§ **Information given**:
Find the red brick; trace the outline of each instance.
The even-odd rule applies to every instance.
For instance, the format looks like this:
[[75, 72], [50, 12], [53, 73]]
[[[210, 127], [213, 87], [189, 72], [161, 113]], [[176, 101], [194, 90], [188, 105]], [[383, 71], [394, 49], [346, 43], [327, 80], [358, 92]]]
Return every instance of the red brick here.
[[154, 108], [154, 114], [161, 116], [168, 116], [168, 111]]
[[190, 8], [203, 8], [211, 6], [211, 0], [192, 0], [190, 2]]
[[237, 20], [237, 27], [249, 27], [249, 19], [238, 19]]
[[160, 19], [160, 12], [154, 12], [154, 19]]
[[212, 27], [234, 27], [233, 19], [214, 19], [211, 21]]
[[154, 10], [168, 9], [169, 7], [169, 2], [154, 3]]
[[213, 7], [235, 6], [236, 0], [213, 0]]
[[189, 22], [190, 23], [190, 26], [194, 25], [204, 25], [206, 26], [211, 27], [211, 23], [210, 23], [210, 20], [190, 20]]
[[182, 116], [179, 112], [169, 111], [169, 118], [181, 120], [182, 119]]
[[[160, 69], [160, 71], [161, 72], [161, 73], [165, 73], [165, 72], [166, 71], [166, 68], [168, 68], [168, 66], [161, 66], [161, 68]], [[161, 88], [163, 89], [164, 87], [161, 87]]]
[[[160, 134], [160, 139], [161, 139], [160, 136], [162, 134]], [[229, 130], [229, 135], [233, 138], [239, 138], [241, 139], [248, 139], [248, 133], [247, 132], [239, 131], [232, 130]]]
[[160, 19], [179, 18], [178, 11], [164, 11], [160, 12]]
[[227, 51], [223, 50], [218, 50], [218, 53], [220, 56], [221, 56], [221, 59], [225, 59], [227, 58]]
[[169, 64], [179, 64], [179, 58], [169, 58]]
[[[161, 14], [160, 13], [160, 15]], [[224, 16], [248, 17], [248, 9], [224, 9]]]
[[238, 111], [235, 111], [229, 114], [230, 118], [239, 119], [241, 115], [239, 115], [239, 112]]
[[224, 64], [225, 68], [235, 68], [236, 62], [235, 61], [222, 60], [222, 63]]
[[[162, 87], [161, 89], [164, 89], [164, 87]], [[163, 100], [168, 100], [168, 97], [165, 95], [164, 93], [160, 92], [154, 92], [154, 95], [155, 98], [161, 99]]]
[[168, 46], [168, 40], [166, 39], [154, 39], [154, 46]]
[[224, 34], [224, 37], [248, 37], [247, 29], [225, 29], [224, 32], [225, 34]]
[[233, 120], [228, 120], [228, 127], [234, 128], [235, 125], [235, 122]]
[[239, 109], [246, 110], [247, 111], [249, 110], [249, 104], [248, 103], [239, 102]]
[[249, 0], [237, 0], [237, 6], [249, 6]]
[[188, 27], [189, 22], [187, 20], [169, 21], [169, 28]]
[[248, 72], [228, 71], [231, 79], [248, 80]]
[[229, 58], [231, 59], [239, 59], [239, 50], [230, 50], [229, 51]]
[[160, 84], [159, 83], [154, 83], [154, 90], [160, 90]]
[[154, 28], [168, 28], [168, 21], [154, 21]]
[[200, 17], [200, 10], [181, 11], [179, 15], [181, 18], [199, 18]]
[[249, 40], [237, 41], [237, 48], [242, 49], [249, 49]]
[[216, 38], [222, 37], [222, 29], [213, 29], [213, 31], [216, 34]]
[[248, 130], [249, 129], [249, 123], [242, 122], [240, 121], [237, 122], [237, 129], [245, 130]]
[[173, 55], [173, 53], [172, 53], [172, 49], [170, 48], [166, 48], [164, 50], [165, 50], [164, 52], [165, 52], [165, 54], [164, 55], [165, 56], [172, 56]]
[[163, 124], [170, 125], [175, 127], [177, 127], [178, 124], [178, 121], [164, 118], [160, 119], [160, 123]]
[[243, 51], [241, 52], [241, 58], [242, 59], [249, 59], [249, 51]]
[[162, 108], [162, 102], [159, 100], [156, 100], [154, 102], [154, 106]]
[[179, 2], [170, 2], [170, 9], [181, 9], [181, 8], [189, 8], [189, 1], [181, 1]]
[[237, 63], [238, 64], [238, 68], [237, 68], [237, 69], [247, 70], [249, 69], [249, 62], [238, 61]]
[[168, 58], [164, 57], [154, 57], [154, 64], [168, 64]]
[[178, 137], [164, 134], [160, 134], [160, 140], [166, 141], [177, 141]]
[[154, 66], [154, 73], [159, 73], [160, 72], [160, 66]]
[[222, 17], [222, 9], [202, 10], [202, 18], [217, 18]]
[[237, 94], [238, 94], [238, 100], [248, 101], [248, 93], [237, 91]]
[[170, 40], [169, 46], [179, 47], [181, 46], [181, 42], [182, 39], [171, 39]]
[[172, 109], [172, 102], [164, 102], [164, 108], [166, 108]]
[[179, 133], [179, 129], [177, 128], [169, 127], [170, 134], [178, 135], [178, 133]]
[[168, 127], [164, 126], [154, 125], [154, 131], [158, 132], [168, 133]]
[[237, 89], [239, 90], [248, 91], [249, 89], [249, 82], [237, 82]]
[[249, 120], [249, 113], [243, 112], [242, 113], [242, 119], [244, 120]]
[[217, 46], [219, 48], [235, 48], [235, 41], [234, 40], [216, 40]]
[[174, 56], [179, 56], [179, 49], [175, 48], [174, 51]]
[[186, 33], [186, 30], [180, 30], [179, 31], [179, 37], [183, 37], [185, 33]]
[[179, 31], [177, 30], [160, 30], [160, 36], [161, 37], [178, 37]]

§ **Exercise description**: Give back all of the material above, line for line, without changing anything.

§ **Exercise answer**:
Find the red brick; trace the outline of each instance.
The even-odd rule applies to every instance.
For instance, the format looks like this:
[[75, 72], [50, 12], [53, 73]]
[[[210, 127], [213, 87], [189, 72], [161, 113]], [[176, 101], [194, 90], [188, 105]], [[383, 71], [394, 49], [346, 43], [327, 80], [358, 92]]]
Return every instance of the red brick here.
[[154, 108], [154, 114], [161, 116], [168, 116], [168, 111]]
[[190, 8], [203, 8], [211, 6], [211, 0], [192, 0], [190, 2]]
[[237, 20], [237, 27], [249, 27], [249, 19], [238, 19]]
[[160, 19], [160, 12], [154, 12], [154, 19]]
[[212, 27], [234, 27], [233, 19], [214, 19], [211, 21]]
[[154, 10], [168, 9], [169, 7], [169, 2], [154, 3]]
[[213, 7], [235, 6], [236, 0], [213, 0]]
[[189, 22], [190, 23], [190, 26], [194, 25], [204, 25], [206, 26], [211, 27], [211, 23], [210, 23], [210, 20], [190, 20]]
[[182, 116], [179, 112], [169, 111], [169, 118], [181, 120], [182, 119]]
[[[160, 69], [160, 71], [161, 72], [161, 73], [165, 73], [165, 72], [166, 71], [166, 68], [168, 68], [168, 66], [161, 66], [161, 68]], [[161, 88], [163, 89], [164, 87], [161, 87]]]
[[[160, 134], [160, 139], [161, 139], [160, 136], [162, 134]], [[229, 130], [229, 135], [233, 138], [239, 138], [241, 139], [248, 139], [248, 133], [247, 132], [239, 131], [232, 130]]]
[[160, 19], [179, 18], [178, 11], [164, 11], [160, 12]]
[[227, 51], [223, 50], [218, 50], [218, 53], [220, 56], [221, 56], [221, 59], [225, 59], [227, 58]]
[[169, 64], [179, 64], [179, 58], [169, 58]]
[[[161, 14], [160, 13], [160, 15]], [[224, 16], [248, 17], [248, 9], [224, 9]]]
[[238, 111], [235, 111], [229, 114], [230, 118], [239, 119], [241, 115], [239, 115], [239, 112]]
[[224, 64], [225, 68], [235, 68], [236, 62], [235, 61], [222, 60], [222, 63]]
[[[162, 87], [161, 89], [164, 89], [164, 87]], [[163, 100], [168, 100], [168, 97], [165, 95], [164, 93], [160, 92], [154, 92], [154, 95], [155, 98], [161, 99]]]
[[168, 46], [168, 40], [166, 39], [154, 39], [154, 46]]
[[224, 34], [224, 37], [248, 37], [247, 29], [225, 29], [224, 32], [225, 34]]
[[233, 120], [228, 120], [228, 127], [234, 128], [235, 125], [235, 122]]
[[239, 109], [246, 110], [247, 111], [249, 110], [249, 104], [248, 103], [239, 102]]
[[249, 0], [237, 0], [237, 6], [249, 6]]
[[188, 27], [189, 22], [187, 20], [169, 21], [169, 28]]
[[248, 72], [228, 71], [231, 79], [248, 80]]
[[229, 58], [231, 59], [239, 59], [239, 50], [230, 50], [229, 51]]
[[160, 84], [159, 83], [154, 83], [154, 90], [160, 90]]
[[154, 28], [168, 28], [168, 21], [154, 21]]
[[200, 17], [200, 10], [181, 11], [179, 15], [181, 18], [199, 18]]
[[249, 40], [237, 41], [237, 48], [242, 49], [249, 49]]
[[216, 38], [222, 37], [222, 29], [213, 29], [213, 31], [216, 34]]
[[248, 130], [249, 129], [249, 123], [242, 122], [240, 121], [237, 122], [237, 129], [245, 130]]
[[173, 55], [173, 53], [172, 53], [172, 49], [170, 48], [166, 48], [164, 50], [165, 50], [164, 52], [165, 52], [165, 54], [164, 55], [165, 56], [172, 56]]
[[163, 124], [170, 125], [175, 127], [177, 127], [178, 124], [178, 121], [164, 118], [160, 119], [160, 123]]
[[243, 51], [241, 52], [241, 58], [242, 59], [249, 59], [249, 51]]
[[162, 108], [162, 102], [159, 100], [156, 100], [154, 102], [154, 106]]
[[179, 2], [170, 2], [170, 9], [181, 9], [181, 8], [189, 8], [189, 1], [181, 1]]
[[237, 63], [238, 64], [238, 68], [237, 68], [237, 69], [247, 70], [249, 69], [249, 62], [238, 61]]
[[168, 58], [164, 57], [154, 57], [154, 64], [168, 64]]
[[178, 137], [164, 134], [160, 134], [160, 140], [166, 141], [177, 141]]
[[154, 66], [154, 73], [159, 73], [160, 72], [160, 66]]
[[222, 17], [222, 9], [202, 10], [202, 18], [217, 18]]
[[237, 94], [238, 94], [238, 100], [248, 101], [248, 93], [237, 91]]
[[170, 40], [169, 46], [179, 47], [181, 46], [181, 42], [182, 39], [171, 39]]
[[172, 109], [172, 102], [164, 102], [164, 108], [166, 108]]
[[179, 133], [179, 129], [177, 128], [169, 127], [170, 134], [178, 135], [178, 133]]
[[168, 127], [164, 126], [154, 125], [154, 131], [158, 132], [168, 133]]
[[237, 89], [239, 90], [248, 91], [249, 89], [249, 82], [237, 82]]
[[249, 120], [249, 113], [243, 112], [242, 113], [242, 119], [244, 120]]
[[217, 46], [219, 48], [235, 48], [235, 41], [234, 40], [216, 40]]
[[174, 56], [179, 56], [179, 49], [175, 48], [174, 51]]
[[186, 33], [186, 30], [180, 30], [179, 31], [179, 37], [183, 37], [185, 33]]
[[179, 31], [177, 30], [160, 30], [160, 36], [161, 37], [178, 37]]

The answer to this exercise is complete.